Requirements:
Please reproduce the part of the entries that opens with the line containing "In the photo above, where can the wall-mounted" and closes with the line containing "point(276, 328)", replacing "green shrub" with "boxwood hedge" and leaving everything else unchanged.

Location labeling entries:
○ ○ ○ ○

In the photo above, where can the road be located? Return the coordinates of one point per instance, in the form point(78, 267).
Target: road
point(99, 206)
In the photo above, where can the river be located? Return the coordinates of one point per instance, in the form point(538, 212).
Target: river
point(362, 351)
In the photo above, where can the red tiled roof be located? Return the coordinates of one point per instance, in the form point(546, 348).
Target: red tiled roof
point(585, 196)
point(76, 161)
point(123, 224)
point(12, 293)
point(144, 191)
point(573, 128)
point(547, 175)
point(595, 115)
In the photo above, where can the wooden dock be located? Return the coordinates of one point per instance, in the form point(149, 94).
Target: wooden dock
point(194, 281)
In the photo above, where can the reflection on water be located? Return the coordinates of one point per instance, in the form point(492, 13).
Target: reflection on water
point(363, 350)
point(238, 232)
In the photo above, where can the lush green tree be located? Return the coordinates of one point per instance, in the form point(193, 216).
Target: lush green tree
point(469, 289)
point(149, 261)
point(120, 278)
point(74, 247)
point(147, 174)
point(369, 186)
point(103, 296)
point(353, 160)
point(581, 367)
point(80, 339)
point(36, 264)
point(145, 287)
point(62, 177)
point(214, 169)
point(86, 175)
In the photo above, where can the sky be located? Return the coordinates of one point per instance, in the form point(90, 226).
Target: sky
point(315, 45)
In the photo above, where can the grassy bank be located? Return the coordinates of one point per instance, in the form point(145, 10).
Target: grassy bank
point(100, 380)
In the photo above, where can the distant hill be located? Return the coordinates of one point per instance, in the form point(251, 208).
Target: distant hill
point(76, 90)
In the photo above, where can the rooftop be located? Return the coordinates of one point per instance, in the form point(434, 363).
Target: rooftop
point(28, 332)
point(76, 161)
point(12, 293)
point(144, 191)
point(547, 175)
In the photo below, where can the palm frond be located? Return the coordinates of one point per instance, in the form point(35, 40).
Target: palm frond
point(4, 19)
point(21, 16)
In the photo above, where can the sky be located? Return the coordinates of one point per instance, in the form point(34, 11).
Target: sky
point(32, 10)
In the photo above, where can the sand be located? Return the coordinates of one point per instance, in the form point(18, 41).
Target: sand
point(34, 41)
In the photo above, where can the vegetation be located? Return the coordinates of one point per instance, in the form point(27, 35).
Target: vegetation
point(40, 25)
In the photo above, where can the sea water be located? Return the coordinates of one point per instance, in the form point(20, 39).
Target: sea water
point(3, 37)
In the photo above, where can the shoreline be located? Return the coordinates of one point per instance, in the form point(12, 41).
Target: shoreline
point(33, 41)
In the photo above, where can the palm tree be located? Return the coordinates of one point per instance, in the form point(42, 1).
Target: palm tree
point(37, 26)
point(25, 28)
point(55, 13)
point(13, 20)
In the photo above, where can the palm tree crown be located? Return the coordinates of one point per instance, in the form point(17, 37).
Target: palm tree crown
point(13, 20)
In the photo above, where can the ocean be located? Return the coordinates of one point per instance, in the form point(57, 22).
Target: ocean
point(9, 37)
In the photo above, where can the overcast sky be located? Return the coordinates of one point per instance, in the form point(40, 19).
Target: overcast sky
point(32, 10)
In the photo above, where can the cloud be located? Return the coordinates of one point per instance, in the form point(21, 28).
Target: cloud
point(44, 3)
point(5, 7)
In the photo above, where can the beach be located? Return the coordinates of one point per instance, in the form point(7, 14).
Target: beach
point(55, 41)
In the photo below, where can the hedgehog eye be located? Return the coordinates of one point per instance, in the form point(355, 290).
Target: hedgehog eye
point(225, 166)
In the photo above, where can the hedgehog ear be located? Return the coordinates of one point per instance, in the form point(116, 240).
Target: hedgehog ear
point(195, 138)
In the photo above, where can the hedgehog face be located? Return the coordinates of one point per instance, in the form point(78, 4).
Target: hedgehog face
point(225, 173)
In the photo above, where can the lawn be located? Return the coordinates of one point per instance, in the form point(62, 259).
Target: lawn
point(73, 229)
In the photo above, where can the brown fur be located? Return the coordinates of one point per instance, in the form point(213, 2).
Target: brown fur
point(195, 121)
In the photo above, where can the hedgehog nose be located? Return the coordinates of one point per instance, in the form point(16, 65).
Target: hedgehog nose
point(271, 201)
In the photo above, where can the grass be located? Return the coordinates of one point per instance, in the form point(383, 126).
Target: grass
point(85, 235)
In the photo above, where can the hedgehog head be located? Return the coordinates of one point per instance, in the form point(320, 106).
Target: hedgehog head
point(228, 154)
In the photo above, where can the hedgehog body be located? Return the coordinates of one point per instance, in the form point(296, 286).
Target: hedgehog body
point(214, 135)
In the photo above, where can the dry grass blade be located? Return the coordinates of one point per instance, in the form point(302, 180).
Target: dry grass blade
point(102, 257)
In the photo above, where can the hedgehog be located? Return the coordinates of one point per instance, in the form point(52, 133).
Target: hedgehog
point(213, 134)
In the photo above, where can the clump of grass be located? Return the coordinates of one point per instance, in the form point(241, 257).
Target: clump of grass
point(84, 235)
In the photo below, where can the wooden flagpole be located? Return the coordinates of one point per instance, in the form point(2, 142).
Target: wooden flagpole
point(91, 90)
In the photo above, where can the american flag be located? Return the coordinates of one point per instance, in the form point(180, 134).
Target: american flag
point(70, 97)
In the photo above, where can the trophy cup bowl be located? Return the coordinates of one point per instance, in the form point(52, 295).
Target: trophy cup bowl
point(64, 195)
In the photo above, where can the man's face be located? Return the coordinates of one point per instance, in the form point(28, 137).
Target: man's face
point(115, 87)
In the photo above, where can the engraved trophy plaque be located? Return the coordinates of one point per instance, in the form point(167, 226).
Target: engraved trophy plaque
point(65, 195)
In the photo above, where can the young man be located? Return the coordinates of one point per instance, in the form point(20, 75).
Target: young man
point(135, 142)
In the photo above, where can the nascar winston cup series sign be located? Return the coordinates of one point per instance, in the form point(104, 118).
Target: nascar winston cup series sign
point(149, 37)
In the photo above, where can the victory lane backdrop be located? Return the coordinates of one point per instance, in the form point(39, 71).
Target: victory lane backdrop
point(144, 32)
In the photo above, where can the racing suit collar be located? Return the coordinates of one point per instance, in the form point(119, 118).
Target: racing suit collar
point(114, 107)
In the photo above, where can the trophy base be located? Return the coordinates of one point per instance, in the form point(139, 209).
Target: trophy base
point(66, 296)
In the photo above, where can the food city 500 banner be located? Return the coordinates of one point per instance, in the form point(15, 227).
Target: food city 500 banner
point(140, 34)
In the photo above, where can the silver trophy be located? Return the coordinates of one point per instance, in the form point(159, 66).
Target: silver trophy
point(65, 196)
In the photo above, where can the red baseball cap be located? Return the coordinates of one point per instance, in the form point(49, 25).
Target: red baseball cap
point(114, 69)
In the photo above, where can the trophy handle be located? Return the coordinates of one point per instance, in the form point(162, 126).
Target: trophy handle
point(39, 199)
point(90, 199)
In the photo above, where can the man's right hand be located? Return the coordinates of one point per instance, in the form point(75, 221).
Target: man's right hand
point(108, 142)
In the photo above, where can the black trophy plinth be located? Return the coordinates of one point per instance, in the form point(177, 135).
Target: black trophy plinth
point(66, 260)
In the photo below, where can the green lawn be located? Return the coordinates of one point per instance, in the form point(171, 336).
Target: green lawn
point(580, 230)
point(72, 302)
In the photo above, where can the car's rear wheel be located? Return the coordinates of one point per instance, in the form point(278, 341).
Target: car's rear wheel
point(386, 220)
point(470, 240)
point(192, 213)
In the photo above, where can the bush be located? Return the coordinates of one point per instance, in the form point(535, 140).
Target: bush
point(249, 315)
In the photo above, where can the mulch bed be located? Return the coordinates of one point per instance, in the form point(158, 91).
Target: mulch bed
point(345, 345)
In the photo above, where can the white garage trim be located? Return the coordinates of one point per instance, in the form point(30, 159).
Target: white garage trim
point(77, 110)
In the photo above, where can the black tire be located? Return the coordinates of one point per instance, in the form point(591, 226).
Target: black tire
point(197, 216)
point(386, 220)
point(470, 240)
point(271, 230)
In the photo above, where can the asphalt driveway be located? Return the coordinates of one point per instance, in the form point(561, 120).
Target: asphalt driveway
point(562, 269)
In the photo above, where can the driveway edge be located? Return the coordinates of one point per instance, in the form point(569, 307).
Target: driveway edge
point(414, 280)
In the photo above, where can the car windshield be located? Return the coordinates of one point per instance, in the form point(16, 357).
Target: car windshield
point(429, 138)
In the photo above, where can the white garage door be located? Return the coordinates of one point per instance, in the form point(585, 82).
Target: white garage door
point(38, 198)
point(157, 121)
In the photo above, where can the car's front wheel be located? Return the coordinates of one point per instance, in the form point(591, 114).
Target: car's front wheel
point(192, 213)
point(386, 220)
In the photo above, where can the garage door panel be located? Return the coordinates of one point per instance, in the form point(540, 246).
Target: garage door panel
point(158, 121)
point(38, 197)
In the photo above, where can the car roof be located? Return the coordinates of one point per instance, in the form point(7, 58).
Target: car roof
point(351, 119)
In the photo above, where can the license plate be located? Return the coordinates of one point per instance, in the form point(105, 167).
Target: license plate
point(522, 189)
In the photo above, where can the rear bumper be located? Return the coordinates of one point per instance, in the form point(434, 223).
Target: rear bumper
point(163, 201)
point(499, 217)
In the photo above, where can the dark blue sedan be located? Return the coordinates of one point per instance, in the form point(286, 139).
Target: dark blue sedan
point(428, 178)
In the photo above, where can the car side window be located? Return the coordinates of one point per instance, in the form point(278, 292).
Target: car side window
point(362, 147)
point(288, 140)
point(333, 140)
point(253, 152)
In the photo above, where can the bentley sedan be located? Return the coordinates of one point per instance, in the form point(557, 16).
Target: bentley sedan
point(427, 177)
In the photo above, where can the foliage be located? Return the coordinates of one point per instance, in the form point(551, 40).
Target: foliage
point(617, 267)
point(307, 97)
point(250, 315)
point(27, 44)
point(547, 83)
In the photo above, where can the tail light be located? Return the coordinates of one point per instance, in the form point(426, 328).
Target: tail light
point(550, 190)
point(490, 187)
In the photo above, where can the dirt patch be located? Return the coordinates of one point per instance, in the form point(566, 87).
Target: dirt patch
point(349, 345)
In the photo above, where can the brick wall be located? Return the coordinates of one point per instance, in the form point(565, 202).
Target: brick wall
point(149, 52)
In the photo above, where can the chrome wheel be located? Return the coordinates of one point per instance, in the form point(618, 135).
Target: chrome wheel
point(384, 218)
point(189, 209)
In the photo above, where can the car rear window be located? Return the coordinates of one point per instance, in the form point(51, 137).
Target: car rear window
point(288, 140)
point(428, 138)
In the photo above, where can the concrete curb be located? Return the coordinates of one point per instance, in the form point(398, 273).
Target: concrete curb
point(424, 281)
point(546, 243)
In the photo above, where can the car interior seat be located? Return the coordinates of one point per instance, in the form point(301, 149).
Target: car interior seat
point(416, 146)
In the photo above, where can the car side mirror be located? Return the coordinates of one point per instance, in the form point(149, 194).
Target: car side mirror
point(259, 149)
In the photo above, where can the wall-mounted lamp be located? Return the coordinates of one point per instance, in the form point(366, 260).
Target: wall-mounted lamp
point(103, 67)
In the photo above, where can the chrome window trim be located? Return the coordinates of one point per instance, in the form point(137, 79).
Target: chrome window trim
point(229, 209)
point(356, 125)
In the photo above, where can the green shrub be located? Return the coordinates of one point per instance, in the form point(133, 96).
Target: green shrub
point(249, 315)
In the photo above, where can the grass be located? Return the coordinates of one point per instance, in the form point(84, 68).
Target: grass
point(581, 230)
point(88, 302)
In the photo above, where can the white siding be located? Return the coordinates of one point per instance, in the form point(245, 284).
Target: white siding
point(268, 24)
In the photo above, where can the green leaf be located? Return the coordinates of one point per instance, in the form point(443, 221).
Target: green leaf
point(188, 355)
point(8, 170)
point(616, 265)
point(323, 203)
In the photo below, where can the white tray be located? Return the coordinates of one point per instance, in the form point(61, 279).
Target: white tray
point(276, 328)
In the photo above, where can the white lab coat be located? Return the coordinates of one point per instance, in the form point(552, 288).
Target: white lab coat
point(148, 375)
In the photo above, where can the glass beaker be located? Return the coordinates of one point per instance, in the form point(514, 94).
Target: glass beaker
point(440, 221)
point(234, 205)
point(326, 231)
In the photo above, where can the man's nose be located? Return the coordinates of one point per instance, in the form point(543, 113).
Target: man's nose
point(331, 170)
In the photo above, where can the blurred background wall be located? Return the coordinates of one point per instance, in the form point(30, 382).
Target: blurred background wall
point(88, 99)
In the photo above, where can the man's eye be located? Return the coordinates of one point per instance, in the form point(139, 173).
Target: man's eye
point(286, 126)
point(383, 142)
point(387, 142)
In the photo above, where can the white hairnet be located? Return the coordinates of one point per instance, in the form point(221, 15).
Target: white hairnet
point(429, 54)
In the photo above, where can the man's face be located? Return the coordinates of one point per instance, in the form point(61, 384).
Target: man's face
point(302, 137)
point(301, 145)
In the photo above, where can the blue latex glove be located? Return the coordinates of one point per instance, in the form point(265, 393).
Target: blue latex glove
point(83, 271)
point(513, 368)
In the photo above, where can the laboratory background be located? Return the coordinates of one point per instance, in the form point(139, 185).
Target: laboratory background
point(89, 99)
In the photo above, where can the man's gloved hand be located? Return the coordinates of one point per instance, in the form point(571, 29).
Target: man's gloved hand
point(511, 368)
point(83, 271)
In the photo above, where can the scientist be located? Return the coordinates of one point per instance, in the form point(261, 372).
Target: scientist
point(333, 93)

○ ○ ○ ○

Task response:
In the photo above, where can the wall-mounted lamp be located? Return the coordinates of one point per instance, in the form point(366, 260).
Target: wall-mounted lamp
point(103, 67)
In the photo above, where can the chrome window trim be located? Return the coordinates of one point per instance, in the form point(137, 79).
Target: chrome window trim
point(229, 209)
point(356, 125)
In the photo above, where can the boxwood hedge be located? Return the coordinates of one point per instance, in the form point(133, 96).
Target: boxwood hedge
point(249, 315)
In the photo above, where can the grass be located? Return the coordinates of one point per instance, in the form point(84, 68).
Target: grass
point(581, 230)
point(88, 302)
In the photo above, where can the white siding be located? Return the coordinates of one point per instance, in the form point(245, 284).
Target: white siding
point(268, 24)
In the photo above, where can the green leaf be located? Return the coordinates of one point per instance, in the form point(443, 221).
Target: green leaf
point(188, 355)
point(8, 170)
point(616, 265)
point(323, 203)
In the photo below, where can the white tray be located? Return the coordinates of one point per instance, in the form point(61, 279).
Target: white tray
point(276, 328)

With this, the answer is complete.